### Given text
□ □ □

Laser Beam Welding – Definition, Block Diagram and Workings:
Laser beam welding is a welding process that uses the heat from a laser beam impinging on the joint. The process is used without a shielding gas and without the application of pressure. The laser is a device that produces a concentrated coherent light beam by stimulating electronic or molecular transitions to lower energy levels. The word laser is an acronym for “light amplification by stimulated emission of radiation“. The laser beam is a highly concentrated source of energy which has many applications. It can be used for welding, for cutting metals and non-metals, for surface heat treating of metals, and for cladding by fusing powders to base materials. It can also be used for brazing and soldering, and for drilling, machining, and marking. It is also used in other fields : medicine, communications, marking and surveying.
There are two basic types of lasers employed in metal working. The original types are the solid state lasers, which use a solid sodium. The second type are the gas lasers, which normally use a mixture of helium, nitrogen, and CO2 gas in a tube. In either case, when the medium is excited, it emits photons, which become the laser beam.
A gas laser beam is shown in Fig. 6.16. Excitation of gas laser is by means of high-voltage low-current electric power. The electrical discharge excites the CO2 molecules, which on returning to their original state, emit photons. Mirrors are placed on both ends of the tube, one entirely reflective and the other with small partially transmissive area to permit the beam to exit. This forms a cavity in which photons builds up. The freed photons travel between the mirrors and excite the CO2 molecules, starting a chain reaction of photon emissions. A stream of photons, the laser beam, exits through the unsilvered section of the one mirror. The wavelength of the laser beam is 10.6 μm. This wavelength is longer and does not have the safety problems of the short wavelength beam. The CO2 gas lasers can be operated in the continuous wave mode or in the pulsed mode.
There are several types of CO2 lasers. The early or low powered type used a “sealed tube” which has a power output of from 3 to 100 W. The axial flow type, which is more complex method of producing laser beams, will produce from 50 to 2,000 W average output power. Another type, known as the transverse flow type, has an average output power of from 2 to 15 kW. The laser power supply system is called an oscillator. These different types of CO2 lasers involve different designs of the beam-producing apparatus. The size of the apparatus and the efficiency of the system are different.

□ □ □

### Data extracts
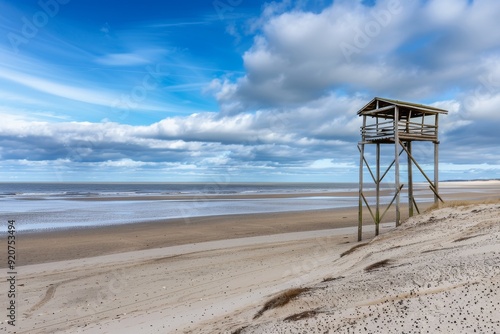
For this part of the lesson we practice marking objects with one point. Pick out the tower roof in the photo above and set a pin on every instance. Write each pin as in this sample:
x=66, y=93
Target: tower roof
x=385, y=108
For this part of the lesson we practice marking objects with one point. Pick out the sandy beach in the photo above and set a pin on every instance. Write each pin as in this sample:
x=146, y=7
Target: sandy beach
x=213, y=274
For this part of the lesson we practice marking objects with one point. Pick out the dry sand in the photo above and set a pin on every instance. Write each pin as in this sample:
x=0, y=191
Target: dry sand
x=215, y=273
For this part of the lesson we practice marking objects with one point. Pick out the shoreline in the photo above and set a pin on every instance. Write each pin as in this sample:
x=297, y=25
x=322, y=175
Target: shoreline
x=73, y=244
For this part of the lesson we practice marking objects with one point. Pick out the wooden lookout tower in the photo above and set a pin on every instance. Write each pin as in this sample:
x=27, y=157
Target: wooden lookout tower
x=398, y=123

□ □ □

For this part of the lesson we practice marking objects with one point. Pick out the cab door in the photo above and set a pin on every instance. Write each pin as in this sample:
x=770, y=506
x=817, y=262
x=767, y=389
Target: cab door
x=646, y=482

□ □ □

### Tasks to complete
1. Answer from the laser beam welding text:
(a) What does the acronym laser stand for?
(b) What is the wavelength of the CO2 gas laser beam?
(c) What average output power range does the transverse flow type of CO2 laser have?
2. Write the next paragraph of the laser beam welding text, picking up after its last sentence.
The material has no role in this.

### Task responses
1.
(a) Light amplification by stimulated emission of radiation
(b) 10.6 μm
(c) 2 to 15 kW

2.
The laser beam is very intense and unidirectional but can be focused and reflected in the same way as an ordinary light beam. The focus size is controlled by the choice of lenses and mirrors and the distance to the workpiece. The spot size can be made as small as 1 mm to up to 12 mm. The smaller focus spot size is used for cutting and welding, and the larger spot size is used for heat treating. The laser beam can be used in open air and can be transmitted long distances with only minimal loss of power.
A block diagram of a laser beam welding system is shown in Fig. 6.17. This shows the major components.
When using a laser beam for welding, the beam impinges on the surface of the base metal with such a concentration of energy that the surface is melted and volatilized. When the metal is raised to its melting temperature, the surface conditions have a minor effect on reflecting the beam. The distance from the optical cavity to the workpiece has little effect on the laser, because it can be focused to the proper spot size at the work with the same amount of energy available whether it is close or far away.
With laser beam welding the molten metal takes on a radial configuration similar to plasma arc welding, known as “melt-in” welding. When the power density rises above a certain threshold level, keyholing occurs, the same as with plasma arc or electron beam welding. Keyholing provides for extremely deep penetration, which provides the weld a high depth-to-width ratio. For some applications, inert gas is used to shield the molten metal from the atmosphere.
The welding characteristics of the laser are similar to those of the electron beam. The laser can weld the same joint types. The concentration of energy by both beams is similar, with the laser having a power density of the order of 106W/cm2. The power density of electron beam is slightly greater.
The location of the focal point of the beam with respect to the surface of the workpiece is important. Maximum penetration occurs when the beam is focused slightly below the surface. Penetration is less when the beam is focused on the surface or deep within the surface. As the power is increased, the depth of penetration increases.
Advantages and Disadvantages:
Heating and cooling rates are much higher in laser beam welding than in arc welding, and the heat-affected zones are much smaller. Rapid cooling rates can create problems, such a cracking in high-carbon steels.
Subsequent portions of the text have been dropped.